Problèmes à résoudre –
**A.** Reproduisez fidèlement le passage de la critique d'« Enfin le royaume » qui va de « Enfin le royaume, Quatrains, février » à « (par Patrick Devaux) ».
**B.** Poursuivez la critique du recueil « Enfin le royaume » de François Cheng au-delà de sa dernière phrase.

Extrait de page –
Ecrit par Patrick Devaux 13.05.19 dans La Une Livres, Les Livres, Critiques, Poésie, Gallimard

Enfin le royaume, Quatrains, février 2019, 224 pages, 7,40 €

Ecrivain(s): François Cheng Edition: Gallimard

Enfin le royaume, François Cheng (par Patrick Devaux)

 

Les poèmes de François Cheng sont autant de raccourcis de temps où s’invitent la permanence et la continuité : « A l’apogée de l’été/ Retient ce qui a été : / Tous les fruits suspendus/ Toute la soif étanchée ».

Avec son éternelle soif de l’attente, quel que soit le moment et quelle que soit l’attente, le poète est à la fois dans l’expectative et l’émerveillement nourri d’optimisme incité par une source initiale coulant en filigrane : « Toi, tu entends le bruit des étoiles qui passent ».

C’est que ce poète de stature a besoin de cet écho multiplié pour se rendre à l’évidence de sa plénitude qu’il compte bien transmettre à autrui : « Tout d’ici t’est offert, offre, toi à ton tour ! ».

Si parfois le crépuscule « s’exténue », c’est pour mieux se rendre à l’évidence d’un matin tournant la page à l’appui de « l’habitable étincelle » puisque « Ici/ Nous avons tracé le trait/ Nous avons laissé vacant/ Afin qu’un jour advienne ».

La grande ouverture d’esprit de cette pensée majeure, presque hors normes, lui permet de voir son âme à travers celles d’autrui. La violence des éléments n’a d’égale que la douceur des aboutissements : « De l’eau naît la flamme/ De la flamme l’air/ Mêlé au pur souffle/ D’une biche endormie ».

Entrées affichées –
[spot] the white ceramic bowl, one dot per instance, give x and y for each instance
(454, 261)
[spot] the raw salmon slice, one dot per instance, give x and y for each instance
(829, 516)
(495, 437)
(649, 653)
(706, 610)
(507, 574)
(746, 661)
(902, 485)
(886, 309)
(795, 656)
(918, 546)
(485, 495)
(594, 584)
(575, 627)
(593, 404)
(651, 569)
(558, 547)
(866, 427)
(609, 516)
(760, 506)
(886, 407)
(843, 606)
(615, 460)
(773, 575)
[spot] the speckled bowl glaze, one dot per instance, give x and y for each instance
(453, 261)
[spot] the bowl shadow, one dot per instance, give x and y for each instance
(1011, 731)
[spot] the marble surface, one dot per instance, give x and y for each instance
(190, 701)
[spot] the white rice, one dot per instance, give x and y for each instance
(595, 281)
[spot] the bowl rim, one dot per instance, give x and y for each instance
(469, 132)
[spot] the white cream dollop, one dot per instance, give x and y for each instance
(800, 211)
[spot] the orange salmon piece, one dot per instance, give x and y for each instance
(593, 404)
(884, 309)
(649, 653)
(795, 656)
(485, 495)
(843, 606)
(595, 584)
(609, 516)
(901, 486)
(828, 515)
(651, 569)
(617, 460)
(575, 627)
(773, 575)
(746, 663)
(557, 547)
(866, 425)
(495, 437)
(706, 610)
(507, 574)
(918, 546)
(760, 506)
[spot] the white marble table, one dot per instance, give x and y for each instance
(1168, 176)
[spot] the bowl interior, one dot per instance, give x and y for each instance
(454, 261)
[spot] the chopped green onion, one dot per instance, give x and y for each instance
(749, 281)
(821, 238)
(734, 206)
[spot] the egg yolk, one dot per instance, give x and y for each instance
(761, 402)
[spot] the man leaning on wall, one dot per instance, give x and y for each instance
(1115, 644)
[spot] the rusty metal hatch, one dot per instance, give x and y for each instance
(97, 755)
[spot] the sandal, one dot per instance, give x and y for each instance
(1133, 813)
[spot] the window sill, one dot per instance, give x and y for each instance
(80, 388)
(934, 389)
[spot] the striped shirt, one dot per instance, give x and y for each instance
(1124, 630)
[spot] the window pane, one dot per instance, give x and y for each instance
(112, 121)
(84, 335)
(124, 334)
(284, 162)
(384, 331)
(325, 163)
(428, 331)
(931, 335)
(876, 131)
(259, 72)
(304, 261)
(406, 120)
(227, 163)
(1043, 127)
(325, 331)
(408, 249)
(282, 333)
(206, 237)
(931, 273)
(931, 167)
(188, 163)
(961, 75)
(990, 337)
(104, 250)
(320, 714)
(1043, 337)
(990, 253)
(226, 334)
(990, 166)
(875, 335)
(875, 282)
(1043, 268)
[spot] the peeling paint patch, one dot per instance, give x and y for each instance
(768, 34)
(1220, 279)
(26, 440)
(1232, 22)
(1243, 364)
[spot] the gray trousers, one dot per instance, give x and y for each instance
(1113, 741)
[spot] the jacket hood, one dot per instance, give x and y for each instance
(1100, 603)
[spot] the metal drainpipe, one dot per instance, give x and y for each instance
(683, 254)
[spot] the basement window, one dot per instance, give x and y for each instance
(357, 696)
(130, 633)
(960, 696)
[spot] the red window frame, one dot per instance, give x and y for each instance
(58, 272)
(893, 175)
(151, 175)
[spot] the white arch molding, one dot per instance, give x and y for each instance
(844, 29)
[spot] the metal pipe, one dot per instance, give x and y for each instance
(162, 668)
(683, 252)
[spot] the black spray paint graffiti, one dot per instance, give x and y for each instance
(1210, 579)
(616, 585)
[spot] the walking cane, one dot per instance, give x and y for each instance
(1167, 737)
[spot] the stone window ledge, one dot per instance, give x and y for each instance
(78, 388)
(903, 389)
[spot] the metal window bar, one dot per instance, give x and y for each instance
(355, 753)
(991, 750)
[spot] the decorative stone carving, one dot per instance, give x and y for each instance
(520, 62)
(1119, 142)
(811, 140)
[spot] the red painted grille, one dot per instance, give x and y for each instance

Résultats obtenus –
**A.**
Enfin le royaume, Quatrains, février 2019, 224 pages, 7,40 €

Ecrivain(s): François Cheng Edition: Gallimard

Enfin le royaume, François Cheng (par Patrick Devaux)

**B.**
Le sens du partage passe, de toute évidence, par un questionnement à autrui « (à moins que cela ne soit à un autre soi-même ou notre “âme”) : “Nuit après nuit si je t’enténèbre/ me passeras-tu ton feu ?” ». Le poète a cette belle conscience d’être lui-même, « car vivre, c’est savoir que tout instant est rayon d’or/Sur un océan de ténèbres, c’est savoir dire merci ». Sans cesse en partage dans l’idée de l’autre, l’auteur sait cependant que « La mort qui rend tout unique est l’unique accès/ A la transformation ». Ce qui paraît évident rend Dieu lui-même impuissant : « Face à elle, on laisse tout/Gardant seul ce que Dieu même ne peut remplacer/L’amour inachevé d’une âme singulière ». Parfois à un tournant de l’idée, semble surgir l’âme de Basho, avec, par exemple : « Un regard/et justifiée toute la vie ».

Subsiste dans cette pensée quelque chose de l’étoile inaccessible.

La dernière partie des quatrains nous ramène à notre condition humaine dans ce qu’elle a parfois de plus tragique avec « déracinés, les humains seuls dans l’ignorance ».

Heureusement, l’Art sauve qui « se découvre don entre des mains porteuses » (« Entre des mains porteuses, tout se découvre don »), avec aussi cette sorte de foi qui soulève des montagnes puisque « Rien ne peut forcer la patience/Des branches en fleurs ».

Style maîtrisé d’un talentueux Académicien dans une poésie équilibrée où « résonnent les pas d’un Dieu en errance ».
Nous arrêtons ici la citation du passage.